TASK DETAILS: Transcribe all records exactly; omit pictures.

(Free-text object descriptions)
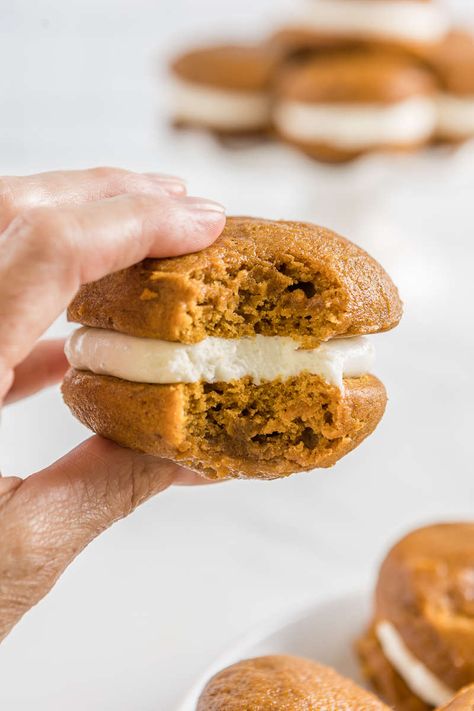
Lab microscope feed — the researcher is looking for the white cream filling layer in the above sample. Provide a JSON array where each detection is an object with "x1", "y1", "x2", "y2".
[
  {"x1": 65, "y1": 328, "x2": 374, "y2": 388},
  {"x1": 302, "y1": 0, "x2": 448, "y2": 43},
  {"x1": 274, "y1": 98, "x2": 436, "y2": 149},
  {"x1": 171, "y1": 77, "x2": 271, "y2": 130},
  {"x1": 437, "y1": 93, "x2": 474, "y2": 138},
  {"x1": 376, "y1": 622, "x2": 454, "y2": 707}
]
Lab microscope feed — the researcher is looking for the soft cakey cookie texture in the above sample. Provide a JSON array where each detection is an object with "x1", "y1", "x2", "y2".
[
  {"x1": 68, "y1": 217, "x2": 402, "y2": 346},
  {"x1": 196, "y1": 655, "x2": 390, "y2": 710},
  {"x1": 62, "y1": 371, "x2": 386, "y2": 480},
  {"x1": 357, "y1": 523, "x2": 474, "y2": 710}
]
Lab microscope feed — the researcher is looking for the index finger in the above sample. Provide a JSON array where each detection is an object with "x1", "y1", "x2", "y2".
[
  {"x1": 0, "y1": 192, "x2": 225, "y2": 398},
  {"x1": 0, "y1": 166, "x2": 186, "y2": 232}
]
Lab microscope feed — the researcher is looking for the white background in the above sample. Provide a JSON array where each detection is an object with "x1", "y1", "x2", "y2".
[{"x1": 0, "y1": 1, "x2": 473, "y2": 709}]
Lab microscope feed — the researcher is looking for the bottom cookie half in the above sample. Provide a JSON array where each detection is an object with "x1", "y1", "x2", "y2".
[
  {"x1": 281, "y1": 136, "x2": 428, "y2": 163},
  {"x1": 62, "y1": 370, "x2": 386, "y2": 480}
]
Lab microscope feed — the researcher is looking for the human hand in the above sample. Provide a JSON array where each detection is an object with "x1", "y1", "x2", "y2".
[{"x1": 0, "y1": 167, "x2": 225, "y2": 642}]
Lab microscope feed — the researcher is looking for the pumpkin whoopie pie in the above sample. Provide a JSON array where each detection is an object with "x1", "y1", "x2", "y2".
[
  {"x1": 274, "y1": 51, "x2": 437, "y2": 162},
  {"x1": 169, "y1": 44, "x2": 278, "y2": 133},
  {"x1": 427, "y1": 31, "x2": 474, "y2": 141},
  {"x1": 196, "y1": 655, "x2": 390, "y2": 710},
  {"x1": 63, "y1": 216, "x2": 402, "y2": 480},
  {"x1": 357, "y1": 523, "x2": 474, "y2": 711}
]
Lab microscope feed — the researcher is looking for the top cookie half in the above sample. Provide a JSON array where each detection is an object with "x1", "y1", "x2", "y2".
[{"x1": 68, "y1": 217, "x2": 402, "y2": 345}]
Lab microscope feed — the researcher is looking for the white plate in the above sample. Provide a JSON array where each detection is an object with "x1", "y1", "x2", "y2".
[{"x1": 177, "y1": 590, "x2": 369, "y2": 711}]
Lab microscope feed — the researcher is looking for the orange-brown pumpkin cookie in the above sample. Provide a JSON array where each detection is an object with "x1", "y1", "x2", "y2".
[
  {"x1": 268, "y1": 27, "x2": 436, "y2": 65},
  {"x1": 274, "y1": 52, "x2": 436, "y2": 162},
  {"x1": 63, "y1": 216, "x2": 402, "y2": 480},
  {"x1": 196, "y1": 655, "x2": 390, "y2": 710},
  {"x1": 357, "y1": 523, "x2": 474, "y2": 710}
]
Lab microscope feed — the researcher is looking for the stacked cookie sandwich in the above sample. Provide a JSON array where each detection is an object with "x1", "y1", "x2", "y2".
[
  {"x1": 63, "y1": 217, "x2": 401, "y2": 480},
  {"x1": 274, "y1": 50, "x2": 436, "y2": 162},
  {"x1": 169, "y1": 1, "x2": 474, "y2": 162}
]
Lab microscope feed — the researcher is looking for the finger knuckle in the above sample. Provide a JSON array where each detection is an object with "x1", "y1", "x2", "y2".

EXERCISE RESPONSE:
Lab microscope feed — the researcher is looking for the white cream filling layer in the above sample. Provide a JSON array where each detection is an object with "x1", "y1", "x2", "y2".
[
  {"x1": 65, "y1": 328, "x2": 374, "y2": 388},
  {"x1": 302, "y1": 0, "x2": 448, "y2": 43},
  {"x1": 274, "y1": 98, "x2": 436, "y2": 149},
  {"x1": 171, "y1": 77, "x2": 271, "y2": 130},
  {"x1": 437, "y1": 93, "x2": 474, "y2": 138},
  {"x1": 376, "y1": 622, "x2": 454, "y2": 707}
]
Lab microscope feed — the researcher is looking for the soft cakey cookie texture in the above sample. Provide a JSON array where each detection is an object with "x1", "y1", "x2", "y2".
[
  {"x1": 68, "y1": 217, "x2": 402, "y2": 346},
  {"x1": 196, "y1": 655, "x2": 390, "y2": 710},
  {"x1": 62, "y1": 371, "x2": 386, "y2": 480},
  {"x1": 357, "y1": 523, "x2": 474, "y2": 710}
]
Lab microscope feed — the researcher is looking for the index finger in the above sample. Provide a JSON array where each detection is an object with "x1", "y1", "x2", "y2".
[
  {"x1": 0, "y1": 192, "x2": 225, "y2": 398},
  {"x1": 0, "y1": 166, "x2": 186, "y2": 232}
]
Lab microscope feed — the researcher is looking for the white background in the above sample. Provide a JSON array where each detection is an object with "x1", "y1", "x2", "y2".
[{"x1": 0, "y1": 1, "x2": 473, "y2": 709}]
Lab microscope feed — the researcher is looking for the bottom cookie half in the above sample. Provide a JSON array where each detection is an object with "x1", "y1", "x2", "y2".
[
  {"x1": 281, "y1": 136, "x2": 428, "y2": 163},
  {"x1": 62, "y1": 370, "x2": 386, "y2": 480}
]
Lab microscope feed — the researcher is looking for the human hand in the above sample. Provide a JSON array where each detection is an object with "x1", "y1", "x2", "y2".
[{"x1": 0, "y1": 167, "x2": 225, "y2": 642}]
Lab microscope feed — the researcher is looking for the pumpkin whoopie pie in the above sample. Provide a JSON array where each detection is an object with "x1", "y1", "x2", "y2".
[
  {"x1": 274, "y1": 51, "x2": 437, "y2": 162},
  {"x1": 169, "y1": 44, "x2": 278, "y2": 133},
  {"x1": 427, "y1": 31, "x2": 474, "y2": 141},
  {"x1": 196, "y1": 655, "x2": 390, "y2": 710},
  {"x1": 63, "y1": 216, "x2": 402, "y2": 480},
  {"x1": 357, "y1": 523, "x2": 474, "y2": 711}
]
Lab microscope feed — the researcher is looking for the top cookie half in the above sample. Provide a JSON array where each detection is an object with "x1", "y1", "x2", "y2".
[{"x1": 68, "y1": 217, "x2": 402, "y2": 345}]
Lab microscope feed — the researcher is looking for the white plate in the above sample. Provide a JSON array where each detection is an object with "x1", "y1", "x2", "y2".
[{"x1": 177, "y1": 590, "x2": 369, "y2": 711}]
Lab microscope feed — the researcher is looking for the orange-brown pumpkin cookie in the above sample. Provide a JSON array where each detection is an object with "x1", "y1", "x2", "y2".
[
  {"x1": 268, "y1": 27, "x2": 436, "y2": 65},
  {"x1": 274, "y1": 52, "x2": 436, "y2": 162},
  {"x1": 63, "y1": 216, "x2": 402, "y2": 480},
  {"x1": 196, "y1": 655, "x2": 390, "y2": 710},
  {"x1": 357, "y1": 523, "x2": 474, "y2": 710}
]
Lab microscope feed — the researcher is looking for the stacked cookie sandwich in the above sample. Provide a JSON array where each detection is an object with "x1", "y1", "x2", "y2".
[
  {"x1": 63, "y1": 217, "x2": 401, "y2": 480},
  {"x1": 274, "y1": 50, "x2": 436, "y2": 162},
  {"x1": 169, "y1": 1, "x2": 474, "y2": 162}
]
Lab microscope feed — the researcher is looking for the finger knuckle in the above sample. Provide a JSON array where each detection is an object with "x1", "y1", "x2", "y2".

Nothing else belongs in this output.